**Instructions to follow**
The reply must repeat each entry exactly and contain no pictures.

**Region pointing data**
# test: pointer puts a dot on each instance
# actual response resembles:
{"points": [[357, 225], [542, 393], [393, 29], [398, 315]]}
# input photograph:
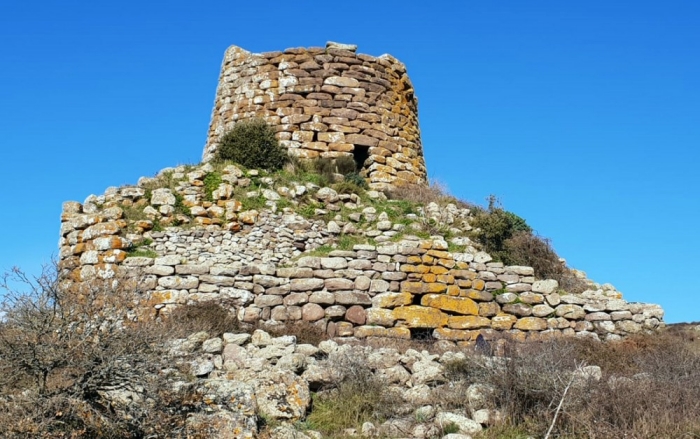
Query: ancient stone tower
{"points": [[326, 102]]}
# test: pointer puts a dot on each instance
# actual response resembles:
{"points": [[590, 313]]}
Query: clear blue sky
{"points": [[583, 117]]}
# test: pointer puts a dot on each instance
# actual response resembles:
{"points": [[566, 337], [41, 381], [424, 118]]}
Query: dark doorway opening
{"points": [[360, 154], [422, 334]]}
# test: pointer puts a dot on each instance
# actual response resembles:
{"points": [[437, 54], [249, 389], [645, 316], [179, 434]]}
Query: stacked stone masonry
{"points": [[326, 102], [255, 262]]}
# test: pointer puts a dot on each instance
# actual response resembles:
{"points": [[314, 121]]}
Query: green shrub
{"points": [[357, 179], [252, 143], [494, 226], [211, 183]]}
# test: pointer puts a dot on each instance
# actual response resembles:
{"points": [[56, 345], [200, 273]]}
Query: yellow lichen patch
{"points": [[114, 256], [447, 263], [461, 305], [415, 316], [468, 322], [440, 254], [414, 260], [446, 279], [489, 309], [503, 322], [531, 324], [464, 274], [455, 334], [429, 277], [412, 287], [453, 290], [464, 283]]}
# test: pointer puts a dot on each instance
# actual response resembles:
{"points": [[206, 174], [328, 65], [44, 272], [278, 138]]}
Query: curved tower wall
{"points": [[326, 102]]}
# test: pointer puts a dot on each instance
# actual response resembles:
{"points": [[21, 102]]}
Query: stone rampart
{"points": [[326, 102], [258, 263]]}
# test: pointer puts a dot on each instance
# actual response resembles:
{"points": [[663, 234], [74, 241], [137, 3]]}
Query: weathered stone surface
{"points": [[468, 322], [531, 324], [572, 312], [518, 309], [282, 395], [466, 426], [545, 286], [306, 284], [415, 316], [356, 314], [392, 300], [461, 305], [503, 322], [382, 317], [312, 312], [377, 331]]}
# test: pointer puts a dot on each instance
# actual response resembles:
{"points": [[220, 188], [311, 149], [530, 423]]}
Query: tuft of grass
{"points": [[211, 183], [356, 397]]}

**Solved problem**
# test: pointer puts a dot on each instance
# actual response resembles:
{"points": [[357, 225], [542, 393], [393, 29], [398, 315]]}
# input photograph:
Query: ancient stone tower
{"points": [[326, 102]]}
# test: pointer puts a dot on each instance
# actual response resembles:
{"points": [[590, 313]]}
Query: clear blue sky
{"points": [[583, 117]]}
# test: pointer puts a dot on each instance
# actual response resembles:
{"points": [[566, 337], [41, 381], [424, 118]]}
Query: dark doorway opening
{"points": [[360, 154], [422, 334]]}
# test: pointer puts a dot on each instance
# actual response resembles:
{"points": [[437, 54], [249, 389], [645, 316], [179, 434]]}
Query: stacked stone masonry
{"points": [[326, 102], [255, 262]]}
# test: pointer puts a dot on each instance
# actual response resembles:
{"points": [[314, 121]]}
Query: green shrub
{"points": [[357, 179], [252, 143], [494, 226], [211, 183]]}
# test: pointer puts a dot on each instance
# actual response resembles:
{"points": [[56, 345], [200, 273]]}
Query: yellow lichen patch
{"points": [[114, 256], [447, 263], [461, 305], [415, 316], [468, 322], [440, 254], [414, 260], [446, 279], [489, 309], [503, 322], [531, 324], [464, 274], [455, 334], [429, 277], [412, 287], [453, 290], [464, 283]]}
# test: pointer puts a dot on each instance
# actual response resembles:
{"points": [[206, 174], [328, 65], [44, 272], [278, 138]]}
Query: curved tower wall
{"points": [[326, 102]]}
# test: pointer puts a dot on each instance
# actual response resembles:
{"points": [[21, 102]]}
Query: stone rampart
{"points": [[326, 102], [258, 263]]}
# test: pointer puts a dot on each instance
# actual response resembles:
{"points": [[663, 234], [74, 241], [137, 3]]}
Query: weathered stone surface
{"points": [[468, 322], [531, 324], [572, 312], [518, 309], [282, 395], [466, 426], [545, 286], [306, 284], [415, 316], [356, 314], [392, 300], [461, 305], [503, 322], [382, 317], [312, 312], [377, 331]]}
# test: pointer puts a dot on each instance
# actual response resembles:
{"points": [[220, 188], [311, 149], [530, 423]]}
Query: tuft of grass
{"points": [[211, 183], [356, 397]]}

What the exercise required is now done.